И мы повели их. Я спросил: кто тут у вас саровский? Ответили женщины с грубоватыми лицами. А я, сказал, арзамасский. Почти, сказали, земляки.
Я шёл рядом с двумя мужчинами, показывая дорогу. Они рассказали, что соревнования проходят на спартаковском стадионе. Я махнул вправо – вон там, знаю. Сказали, что идут в колледж. Об этом я догадался – где тут у нас ещё жить спортсменам-ветеранам. А вы, спросил, из Новомосковска – с химкомбината? «Да, – ответили они, – «Еврохим». «А ты, – спросил меня коротко бритый седой мужчина, – как в Москве оказался?» – «Учился, потом женился на москвичке». Ксеня шла параллельно, за деревьями, и весело слушала музыку в наушниках. «А вот почему, – сказал мужчина, – молодёжь вся в Москву переезжает, я не пойму? Вот у нас – и сорок тысяч можно получать, и пятьдесят. Да и сто можно получать на комбинате. Но здесь и жизнь дороже. И всё равно – как мёдом намазано: все в Москву рвутся. Я вот единственно для себя могу понять – для культуры: в музеи ходить. А так для чего? Как мёдом намазано, все срываются, как будто здесь жизнь лучше».
Женщины шли позади и ладно, хором пели хорошими голосами протяжные советские песни. Потом затянули про чёрного кота, потом про Чунгу-Чангу. Мы дошли до поворота к Колледжу индустрии гостеприимства и менеджмента и попрощались.
Воронеж в июле 2014 года
Мы приехали снимать в Воронеж пшеницу, но опоздали на два дня: хозяйство, в которое мы напросились, уже её смолотило и принялось за рожь. «Да всё равно никто не отличит, – сказали нам в дирекции. – У нас люди, которые работают, тоже не все отличают. Так что снимайте». И объяснили нам, в чём отличие: зёрна ржи длиннее, зёрна пшеницы пузатее; ости пшеницы смотрят вверх и в стороны, ости ржи вверх; рожь выше.

··········

*Задания:*
1. Кратко перескажите абзац текста, который начинается словами «Я шёл рядом с двумя мужчинами». Основные факты нужно сохранить.
2. Перечислите все признаки, по которым рожь, согласно тексту, отличается от пшеницы.

*Список:*

··········

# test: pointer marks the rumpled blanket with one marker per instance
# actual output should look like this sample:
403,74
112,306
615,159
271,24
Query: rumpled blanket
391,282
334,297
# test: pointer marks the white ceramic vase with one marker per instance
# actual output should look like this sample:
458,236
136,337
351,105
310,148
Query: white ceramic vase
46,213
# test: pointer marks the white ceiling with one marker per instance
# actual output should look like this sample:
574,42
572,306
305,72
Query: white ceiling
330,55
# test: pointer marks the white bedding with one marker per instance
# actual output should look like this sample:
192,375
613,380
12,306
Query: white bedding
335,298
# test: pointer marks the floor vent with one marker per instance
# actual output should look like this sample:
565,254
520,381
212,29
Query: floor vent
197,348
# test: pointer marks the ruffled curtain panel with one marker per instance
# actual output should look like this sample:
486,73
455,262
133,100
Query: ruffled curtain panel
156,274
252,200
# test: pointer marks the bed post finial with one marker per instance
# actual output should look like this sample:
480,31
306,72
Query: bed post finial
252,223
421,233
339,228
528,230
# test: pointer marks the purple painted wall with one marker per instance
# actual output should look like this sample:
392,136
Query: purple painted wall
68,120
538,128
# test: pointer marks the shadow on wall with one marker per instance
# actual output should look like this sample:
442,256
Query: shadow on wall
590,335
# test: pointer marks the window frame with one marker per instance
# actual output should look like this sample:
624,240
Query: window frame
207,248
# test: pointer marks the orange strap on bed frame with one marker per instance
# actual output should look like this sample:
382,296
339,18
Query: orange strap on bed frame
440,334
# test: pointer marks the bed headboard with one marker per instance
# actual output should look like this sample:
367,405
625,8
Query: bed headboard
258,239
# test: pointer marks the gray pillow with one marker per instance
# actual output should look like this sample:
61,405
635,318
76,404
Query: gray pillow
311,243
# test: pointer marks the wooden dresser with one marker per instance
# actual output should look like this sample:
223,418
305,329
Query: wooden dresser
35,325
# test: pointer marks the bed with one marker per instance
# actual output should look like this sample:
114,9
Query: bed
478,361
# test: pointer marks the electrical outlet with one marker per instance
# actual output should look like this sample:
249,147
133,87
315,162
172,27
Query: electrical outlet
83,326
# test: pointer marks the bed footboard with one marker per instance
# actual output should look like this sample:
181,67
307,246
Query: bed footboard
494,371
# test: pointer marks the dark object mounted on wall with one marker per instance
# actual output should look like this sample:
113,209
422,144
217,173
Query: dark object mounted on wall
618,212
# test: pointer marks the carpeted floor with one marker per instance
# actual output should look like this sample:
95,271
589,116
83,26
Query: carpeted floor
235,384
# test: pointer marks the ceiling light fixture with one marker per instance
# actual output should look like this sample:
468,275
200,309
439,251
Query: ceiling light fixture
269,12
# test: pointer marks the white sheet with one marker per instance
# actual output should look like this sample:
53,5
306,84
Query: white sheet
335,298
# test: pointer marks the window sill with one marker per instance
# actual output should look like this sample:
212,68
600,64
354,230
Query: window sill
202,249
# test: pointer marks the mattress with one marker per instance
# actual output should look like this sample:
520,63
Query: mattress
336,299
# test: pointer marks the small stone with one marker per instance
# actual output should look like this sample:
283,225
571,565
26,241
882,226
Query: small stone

··········

*Ответы:*
1. Рассказчик шёл с двумя мужчинами и показывал им дорогу. Они сказали, что соревнования проходят на спартаковском стадионе, а сами они идут в колледж. Мужчины оказались из Новомосковска, с «Еврохима». Коротко бритый седой мужчина спросил, как рассказчик попал в Москву. Тот ответил, что приехал учиться, а потом женился на москвичке. Ксеня в это время шла параллельно, за деревьями, и слушала музыку в наушниках. Мужчина не понимал, почему молодёжь переезжает в Москву. На комбинате можно получать сорок, пятьдесят и даже сто тысяч, а в Москве жизнь дороже. Сам он видел в переезде смысл только ради культуры, чтобы ходить в музеи.

2.
- зёрна ржи длиннее, а зёрна пшеницы пузатее;
- ости пшеницы смотрят вверх и в стороны, а ости ржи только вверх;
- рожь выше.